───── Testo di lettura

Recovery plan: 4 pilastri per la digitalizzazione in Italia
Roberto Viola, direttore generale della DG Connect Commissione UE, ha ricordato che per la spesa del Recovery fund c’è un vincolo giuridico: più della metà dei fondi, infatti, deve essere utilizzata per investimenti green e digitali.
In particolare, il 20% delle risorse – che per l’Italia ammontano a circa 45 miliardi di euro – devono essere destinati alla digitalizzazione del paese, una delle sei mission del Piano nazionale di ripresa e resilienza.
Ma quali sono le priorità di investimento per digitalizzare l’Italia?
Secondo Viola il nostro paese deve concentrarsi su quattro pilastri: capitale umano, connettività, industria e pubblica amministrazione.
Per quanto riguarda il capitale umano bisogna puntare sulla formazione professionale e sulle digital skill, mentre il 5G è l’arma vincente per potenziare la connettività - soprattutto quella ad alta velocità - su tutto il territorio nazionale.
Intelligenza artificiale, robotica e supercalcolo, invece, sono alcune delle nuove tecnologie su cui le imprese italiane devono continuare ad investire per rimanere competitive in Europa e nel mondo, creando devi veri e propri ecosistemi innovativi per lo sviluppo dei distretti industriali.
Anche la pubblica amministrazione non può rimanere indietro nella corsa al digitale, soprattutto in ambito sanitario, come ha reso ben evidente l’emergenza Covid-19.
Digital skill e Industria 4.0: le proposte di Confindustria e MISE
Il fil rouge di tutto l’evento è stata la richiesta di accrescere le competenze digitali degli italiani, sia nel pubblico che nel privato. In Italia, infatti, come risulta dal Digital Economy and Society Index (DESI) 2020, mancano le digital skill, sia di base che specialistiche, a fronte di una domanda crescente da parte del mercato.

──────────

◆ Esercizi da svolgere:
1. Rispondi alle seguenti domande sul testo dedicato al Recovery plan, riportando un'indicazione per riga:
(a) Quale percentuale delle risorse deve essere destinata alla digitalizzazione del paese?
(b) Quali sono i quattro pilastri su cui, secondo Viola, l'Italia deve concentrarsi?
(c) Da quale indice risulta che in Italia mancano le digital skill?
2. Prosegui il testo sul Recovery plan e sulla digitalizzazione dell'Italia, ripartendo dopo l'ultima frase riportata.
Le righe non hanno alcun ruolo in questo lavoro.

───── Contenuto del dataset

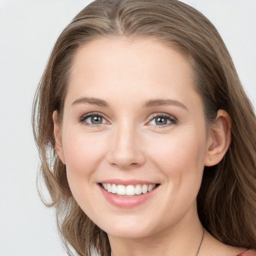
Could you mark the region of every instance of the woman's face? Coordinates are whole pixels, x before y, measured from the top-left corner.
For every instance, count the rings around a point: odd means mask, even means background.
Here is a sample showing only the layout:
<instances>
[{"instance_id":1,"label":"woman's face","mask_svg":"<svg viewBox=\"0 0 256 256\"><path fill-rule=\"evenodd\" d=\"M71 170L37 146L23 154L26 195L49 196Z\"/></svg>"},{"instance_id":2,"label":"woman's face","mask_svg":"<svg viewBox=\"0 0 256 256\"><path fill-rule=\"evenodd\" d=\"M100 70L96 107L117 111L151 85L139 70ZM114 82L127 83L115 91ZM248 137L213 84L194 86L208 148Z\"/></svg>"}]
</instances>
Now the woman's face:
<instances>
[{"instance_id":1,"label":"woman's face","mask_svg":"<svg viewBox=\"0 0 256 256\"><path fill-rule=\"evenodd\" d=\"M206 126L182 56L102 38L76 55L57 151L88 216L110 236L142 238L197 218Z\"/></svg>"}]
</instances>

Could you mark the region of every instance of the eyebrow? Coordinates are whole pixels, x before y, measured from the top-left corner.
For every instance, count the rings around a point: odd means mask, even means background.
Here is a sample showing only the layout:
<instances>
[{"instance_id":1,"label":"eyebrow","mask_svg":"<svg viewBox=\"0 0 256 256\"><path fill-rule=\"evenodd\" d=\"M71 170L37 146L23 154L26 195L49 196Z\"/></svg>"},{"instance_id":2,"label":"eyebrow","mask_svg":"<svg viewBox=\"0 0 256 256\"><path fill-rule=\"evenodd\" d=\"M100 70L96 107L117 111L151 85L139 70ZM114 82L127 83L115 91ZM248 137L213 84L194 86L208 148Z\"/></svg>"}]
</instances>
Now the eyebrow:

──────────

◆ Soluzioni degli esercizi:
1.
(a) Il 20% delle risorse, che per l'Italia ammontano a circa 45 miliardi di euro.
(b) Capitale umano, connettività, industria e pubblica amministrazione.
(c) Dal Digital Economy and Society Index (DESI) 2020.

2.
Per compensare questo gap, Paolo Boccardelli, direttore della Luiss Business School, ha chiesto a gran voce un Piano Marshall per la formazione capitale umano, mentre Pietro Guindani, presidente di Assotelecomunicazioni-Asstel, ha proposto un piano a lungo termine per le digital skill, dalla scuola dell’obbligo all’università, senza dimenticare la riconversione e l’aggiornamento professionale.
Su quest’ultimo punto si è soffermato anche Marco Gay, presidente Anitec-Assinform, sottolineando l’importanza dell’upskilling, ossia dell’accrescimento delle competenze, attraverso lo sviluppo di percorsi specializzati.
La formazione è uno dei pilastri portanti del Piano Impresa 4.0, che – ha ricordato Stefano Patuanelli, ministro dello Sviluppo Economico – rappresenta il “cuore pulsante” per poter compensare il divario tra le imprese italiane ed europee nella transizione digitale.
In Italia, infatti, solo 18% PMI investe nel digitale. Un dato allarmante che evidenzia un problema significativo per la crescita del paese: far capire alle aziende più piccole – la spina dorsale dell’economia italiana - l’importanza dell’innovazione e della digitalizzazione.
Il MISE è già al lavoro - ha proseguito Patuanelli - per sostenere le imprese nella transizione digitale. Non saranno creati nuovi strumenti, ma verranno rafforzati gli incentivi già presenti nel Piano Industria 4.0, grazie anche alle risorse del Recovery fund.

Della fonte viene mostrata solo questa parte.